- _WORK REQUIRED_
Every line from the one containing "the white suv" through the last line below should be reproduced exactly; please include nothing else.

- _DATA EXCERPTS_
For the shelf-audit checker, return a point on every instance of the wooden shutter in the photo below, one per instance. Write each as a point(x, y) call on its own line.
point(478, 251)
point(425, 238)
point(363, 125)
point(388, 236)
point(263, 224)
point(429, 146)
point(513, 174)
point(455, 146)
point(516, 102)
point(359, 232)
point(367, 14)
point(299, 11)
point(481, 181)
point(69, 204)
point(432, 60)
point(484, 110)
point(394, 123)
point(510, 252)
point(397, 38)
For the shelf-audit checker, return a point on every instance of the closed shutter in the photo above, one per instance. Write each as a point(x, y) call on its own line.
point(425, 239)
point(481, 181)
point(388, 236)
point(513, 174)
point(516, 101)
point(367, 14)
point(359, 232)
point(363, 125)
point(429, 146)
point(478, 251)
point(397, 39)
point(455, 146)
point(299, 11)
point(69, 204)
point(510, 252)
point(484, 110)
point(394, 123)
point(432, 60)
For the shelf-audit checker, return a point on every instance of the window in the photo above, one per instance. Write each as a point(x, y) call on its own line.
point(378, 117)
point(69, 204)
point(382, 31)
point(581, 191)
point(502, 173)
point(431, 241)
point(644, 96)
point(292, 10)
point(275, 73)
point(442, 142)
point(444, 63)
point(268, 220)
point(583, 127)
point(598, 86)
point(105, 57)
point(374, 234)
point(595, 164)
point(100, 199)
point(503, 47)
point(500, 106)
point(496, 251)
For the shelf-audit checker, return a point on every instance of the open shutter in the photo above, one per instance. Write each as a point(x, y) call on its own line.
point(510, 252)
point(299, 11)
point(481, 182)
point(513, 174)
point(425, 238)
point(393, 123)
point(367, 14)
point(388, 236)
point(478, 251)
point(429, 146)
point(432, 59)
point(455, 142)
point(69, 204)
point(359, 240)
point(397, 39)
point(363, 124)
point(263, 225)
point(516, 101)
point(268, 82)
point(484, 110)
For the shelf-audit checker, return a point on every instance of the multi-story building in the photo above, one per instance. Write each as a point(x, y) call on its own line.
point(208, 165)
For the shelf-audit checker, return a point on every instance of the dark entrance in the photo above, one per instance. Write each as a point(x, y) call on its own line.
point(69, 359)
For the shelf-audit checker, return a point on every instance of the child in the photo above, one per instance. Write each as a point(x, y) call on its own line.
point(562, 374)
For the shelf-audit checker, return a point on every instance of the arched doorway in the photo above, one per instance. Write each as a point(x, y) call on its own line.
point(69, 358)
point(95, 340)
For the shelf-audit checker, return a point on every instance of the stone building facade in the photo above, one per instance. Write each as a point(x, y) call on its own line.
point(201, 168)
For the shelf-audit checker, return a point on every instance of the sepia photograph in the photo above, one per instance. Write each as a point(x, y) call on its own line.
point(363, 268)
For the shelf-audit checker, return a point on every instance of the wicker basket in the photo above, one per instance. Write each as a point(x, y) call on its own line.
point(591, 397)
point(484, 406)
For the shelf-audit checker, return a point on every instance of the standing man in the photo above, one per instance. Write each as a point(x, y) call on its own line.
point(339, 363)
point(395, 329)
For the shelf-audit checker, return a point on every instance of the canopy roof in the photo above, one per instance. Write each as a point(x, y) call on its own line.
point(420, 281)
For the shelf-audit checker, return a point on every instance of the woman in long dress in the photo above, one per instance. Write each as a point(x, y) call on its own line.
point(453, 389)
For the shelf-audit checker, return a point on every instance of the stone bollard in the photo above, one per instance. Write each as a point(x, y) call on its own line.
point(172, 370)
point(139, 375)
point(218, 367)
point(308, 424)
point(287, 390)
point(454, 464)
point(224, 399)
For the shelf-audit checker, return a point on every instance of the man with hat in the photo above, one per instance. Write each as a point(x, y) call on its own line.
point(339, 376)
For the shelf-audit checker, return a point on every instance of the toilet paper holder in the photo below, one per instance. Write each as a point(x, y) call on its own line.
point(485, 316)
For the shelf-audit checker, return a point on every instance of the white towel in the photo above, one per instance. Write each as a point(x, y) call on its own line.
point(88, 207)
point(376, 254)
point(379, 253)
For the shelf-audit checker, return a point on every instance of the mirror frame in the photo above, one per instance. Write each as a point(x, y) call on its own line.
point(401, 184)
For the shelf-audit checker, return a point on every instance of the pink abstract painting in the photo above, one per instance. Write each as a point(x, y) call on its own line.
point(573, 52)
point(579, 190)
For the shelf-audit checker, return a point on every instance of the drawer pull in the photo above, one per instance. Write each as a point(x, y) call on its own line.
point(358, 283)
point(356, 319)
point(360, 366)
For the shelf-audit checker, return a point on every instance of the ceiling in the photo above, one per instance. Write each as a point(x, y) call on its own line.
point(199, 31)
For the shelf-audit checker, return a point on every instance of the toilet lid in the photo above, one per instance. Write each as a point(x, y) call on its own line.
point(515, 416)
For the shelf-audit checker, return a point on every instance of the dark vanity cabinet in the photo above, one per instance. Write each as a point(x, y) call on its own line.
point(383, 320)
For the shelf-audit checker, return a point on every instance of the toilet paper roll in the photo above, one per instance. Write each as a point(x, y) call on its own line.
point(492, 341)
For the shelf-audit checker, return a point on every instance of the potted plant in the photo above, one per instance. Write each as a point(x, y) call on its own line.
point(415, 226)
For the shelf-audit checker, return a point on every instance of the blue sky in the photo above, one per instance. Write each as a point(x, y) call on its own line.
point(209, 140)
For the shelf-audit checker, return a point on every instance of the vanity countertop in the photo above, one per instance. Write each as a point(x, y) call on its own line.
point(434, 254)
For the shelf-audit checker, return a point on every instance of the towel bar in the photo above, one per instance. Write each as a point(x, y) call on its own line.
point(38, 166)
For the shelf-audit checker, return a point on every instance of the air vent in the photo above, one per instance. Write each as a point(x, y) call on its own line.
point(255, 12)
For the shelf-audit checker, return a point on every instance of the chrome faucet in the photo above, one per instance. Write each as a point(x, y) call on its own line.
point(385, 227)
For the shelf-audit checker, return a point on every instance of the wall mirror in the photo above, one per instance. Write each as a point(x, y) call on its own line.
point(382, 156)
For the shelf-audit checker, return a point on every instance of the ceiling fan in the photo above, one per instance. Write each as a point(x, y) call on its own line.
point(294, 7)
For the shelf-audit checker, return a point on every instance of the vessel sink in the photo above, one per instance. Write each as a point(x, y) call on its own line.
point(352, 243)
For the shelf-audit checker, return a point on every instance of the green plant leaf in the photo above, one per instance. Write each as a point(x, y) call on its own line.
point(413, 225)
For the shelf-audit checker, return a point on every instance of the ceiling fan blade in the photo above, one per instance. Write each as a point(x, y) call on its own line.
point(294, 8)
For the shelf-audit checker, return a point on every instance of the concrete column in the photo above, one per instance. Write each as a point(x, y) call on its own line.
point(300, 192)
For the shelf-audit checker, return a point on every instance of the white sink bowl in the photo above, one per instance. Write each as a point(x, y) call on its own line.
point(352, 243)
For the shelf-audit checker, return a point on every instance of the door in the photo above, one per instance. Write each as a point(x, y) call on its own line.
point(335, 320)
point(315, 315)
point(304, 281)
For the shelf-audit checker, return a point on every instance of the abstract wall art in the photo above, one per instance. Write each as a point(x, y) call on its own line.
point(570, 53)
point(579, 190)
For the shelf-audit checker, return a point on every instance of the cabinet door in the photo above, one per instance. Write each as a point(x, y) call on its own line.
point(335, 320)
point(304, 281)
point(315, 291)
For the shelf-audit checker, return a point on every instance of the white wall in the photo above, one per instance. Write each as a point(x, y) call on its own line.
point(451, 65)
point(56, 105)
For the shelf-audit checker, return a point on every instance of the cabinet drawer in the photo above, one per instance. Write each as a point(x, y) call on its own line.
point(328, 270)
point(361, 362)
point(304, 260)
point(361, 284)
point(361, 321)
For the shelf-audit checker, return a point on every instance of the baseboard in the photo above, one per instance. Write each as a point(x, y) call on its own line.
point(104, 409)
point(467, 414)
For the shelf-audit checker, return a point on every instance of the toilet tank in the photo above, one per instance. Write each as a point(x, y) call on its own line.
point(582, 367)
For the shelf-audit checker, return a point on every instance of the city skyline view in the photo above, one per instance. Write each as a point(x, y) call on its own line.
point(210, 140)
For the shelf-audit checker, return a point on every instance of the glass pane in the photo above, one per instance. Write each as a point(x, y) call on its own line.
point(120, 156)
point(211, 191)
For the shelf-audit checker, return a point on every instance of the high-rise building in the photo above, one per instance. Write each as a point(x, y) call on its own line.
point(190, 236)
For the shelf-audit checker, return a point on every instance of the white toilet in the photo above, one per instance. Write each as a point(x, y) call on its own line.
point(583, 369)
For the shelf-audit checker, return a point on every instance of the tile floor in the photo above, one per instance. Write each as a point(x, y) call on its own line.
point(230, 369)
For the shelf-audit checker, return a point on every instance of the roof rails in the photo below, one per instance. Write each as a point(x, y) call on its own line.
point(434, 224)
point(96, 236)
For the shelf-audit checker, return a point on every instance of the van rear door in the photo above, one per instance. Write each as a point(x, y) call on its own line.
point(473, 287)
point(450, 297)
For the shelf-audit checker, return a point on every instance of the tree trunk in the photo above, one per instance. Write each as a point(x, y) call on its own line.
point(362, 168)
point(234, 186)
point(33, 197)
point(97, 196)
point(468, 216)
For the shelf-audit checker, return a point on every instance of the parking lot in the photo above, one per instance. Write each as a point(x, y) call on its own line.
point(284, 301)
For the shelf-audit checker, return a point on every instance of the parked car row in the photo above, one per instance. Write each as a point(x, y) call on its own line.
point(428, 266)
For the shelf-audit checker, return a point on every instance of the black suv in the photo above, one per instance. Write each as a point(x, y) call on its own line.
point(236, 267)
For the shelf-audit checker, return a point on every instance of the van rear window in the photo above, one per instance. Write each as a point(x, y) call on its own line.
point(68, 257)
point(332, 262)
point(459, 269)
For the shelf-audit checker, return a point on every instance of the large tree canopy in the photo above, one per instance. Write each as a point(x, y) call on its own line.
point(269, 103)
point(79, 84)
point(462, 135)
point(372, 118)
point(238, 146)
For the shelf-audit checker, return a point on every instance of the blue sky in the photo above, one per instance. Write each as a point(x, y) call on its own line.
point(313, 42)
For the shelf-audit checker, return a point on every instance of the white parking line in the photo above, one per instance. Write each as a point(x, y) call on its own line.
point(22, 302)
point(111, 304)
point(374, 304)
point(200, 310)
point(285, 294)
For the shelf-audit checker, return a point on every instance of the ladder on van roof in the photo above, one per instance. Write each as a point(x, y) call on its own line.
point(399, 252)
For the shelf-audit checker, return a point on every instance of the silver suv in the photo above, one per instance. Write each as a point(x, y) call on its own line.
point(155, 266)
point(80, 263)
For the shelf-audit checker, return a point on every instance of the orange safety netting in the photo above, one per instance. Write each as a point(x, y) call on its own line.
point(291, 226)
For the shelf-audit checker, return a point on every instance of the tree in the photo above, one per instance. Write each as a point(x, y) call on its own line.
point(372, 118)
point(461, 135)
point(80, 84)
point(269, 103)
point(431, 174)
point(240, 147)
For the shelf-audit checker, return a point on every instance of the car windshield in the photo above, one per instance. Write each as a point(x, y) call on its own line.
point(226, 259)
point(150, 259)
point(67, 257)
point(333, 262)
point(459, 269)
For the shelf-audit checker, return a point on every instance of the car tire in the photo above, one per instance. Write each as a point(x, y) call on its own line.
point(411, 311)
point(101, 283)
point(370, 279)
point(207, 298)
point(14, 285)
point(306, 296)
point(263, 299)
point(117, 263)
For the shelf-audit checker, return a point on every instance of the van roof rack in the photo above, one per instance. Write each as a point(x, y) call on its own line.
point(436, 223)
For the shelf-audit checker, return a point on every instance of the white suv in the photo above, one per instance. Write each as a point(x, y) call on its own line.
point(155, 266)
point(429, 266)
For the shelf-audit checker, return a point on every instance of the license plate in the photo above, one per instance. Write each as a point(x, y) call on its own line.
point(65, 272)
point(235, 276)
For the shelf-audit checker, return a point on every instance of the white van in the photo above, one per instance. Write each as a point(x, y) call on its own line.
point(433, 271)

- _EXERCISE OUTPUT_
For the shelf-audit checker, return a point on every instance of the white suv in the photo above, one per instance. Write each as a point(x, y) call on its own line.
point(155, 266)
point(429, 266)
For the shelf-audit checker, return a point on every instance of the license plate in the photo above, one per instance. Write each as a point(x, y) call on its own line.
point(65, 272)
point(235, 276)
For the shelf-audit checker, return a point on every instance of the white van in the photo above, one per instance. Write each as a point(x, y) call on its own line.
point(433, 271)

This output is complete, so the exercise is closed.